Отрывок со страницы:
* * * *
В мае она приехала в Россию, чтобы познакомиться со мной вживую. Мы встретились в Москве. При личной встрече она оказалась даже лучше, чем я ее себе представляла. Она была очень симпатичная, смуглокожая, с длинными вьющимися каштановыми волосами и самой красивой улыбкой, которую я когда-либо видела. Когда мы первый раз встретились, я не знала, что ей сказать. Я стеснялась, к тому же денег у меня было не густо, поэтому целыми днями, пока мы оставались в Москве, я что-то готовила в гостинице из продуктов, которые привезла с собой, на маленькой плитке в номере.
Ана родом из Перу, она приехала в США за несколько лет до нашего знакомства. Она очень живой человек, много говорит и все время смешила меня тогда в Москве. Она работала в телевизионной компании в Нью-Йорке и привезла с собой кучу видео, CD с американской и латиноамериканской музыкой, сувениры из Перу и фотографии ее семьи и мест, где она путешествовала. С ней было так легко, я никогда в жизни не чувствовала себя счастливее. Мы провели три восхитительных дня в Москве, а потом поехали поездом ко мне домой, в Саратов.
* * * *
Выдержка из записей:
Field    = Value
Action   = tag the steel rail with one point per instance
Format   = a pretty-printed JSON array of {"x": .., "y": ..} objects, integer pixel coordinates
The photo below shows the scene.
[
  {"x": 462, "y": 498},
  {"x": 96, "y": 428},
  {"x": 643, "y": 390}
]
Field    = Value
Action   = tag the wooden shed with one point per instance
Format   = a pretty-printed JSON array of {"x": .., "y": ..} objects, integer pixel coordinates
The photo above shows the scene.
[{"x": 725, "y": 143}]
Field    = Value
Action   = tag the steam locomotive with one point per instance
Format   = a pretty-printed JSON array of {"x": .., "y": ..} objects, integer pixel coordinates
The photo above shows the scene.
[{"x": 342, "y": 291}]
* * * *
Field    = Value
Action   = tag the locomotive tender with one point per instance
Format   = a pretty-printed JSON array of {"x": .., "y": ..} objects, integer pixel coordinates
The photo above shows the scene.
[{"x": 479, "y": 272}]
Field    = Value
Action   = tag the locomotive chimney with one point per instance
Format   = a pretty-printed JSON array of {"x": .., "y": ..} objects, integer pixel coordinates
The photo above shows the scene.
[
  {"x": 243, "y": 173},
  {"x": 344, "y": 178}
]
* * * *
Задания и упражнения:
(a) Продублируйте из отрывка всё подряд, начиная со слов «Ана родом из» и до слов «домой, в Саратов.».
(b) Сверьте с отрывком три утверждения и на каждое ответьте «да» или «нет», подкрепив ответ точной цитатой: (i) Ана работала в телевизионной компании в Нью-Йорке; (ii) в Москве они провели целую неделю; (iii) из Москвы в Саратов они полетели самолетом.
Отвечайте, опираясь только на отрывок.

Ответы к заданиям:
(a)
Ана родом из Перу, она приехала в США за несколько лет до нашего знакомства. Она очень живой человек, много говорит и все время смешила меня тогда в Москве. Она работала в телевизионной компании в Нью-Йорке и привезла с собой кучу видео, CD с американской и латиноамериканской музыкой, сувениры из Перу и фотографии ее семьи и мест, где она путешествовала. С ней было так легко, я никогда в жизни не чувствовала себя счастливее. Мы провели три восхитительных дня в Москве, а потом поехали поездом ко мне домой, в Саратов.

(b)
(i) Да: «Она работала в телевизионной компании в Нью-Йорке».
(ii) Нет: «Мы провели три восхитительных дня в Москве».
(iii) Нет: «а потом поехали поездом ко мне домой, в Саратов».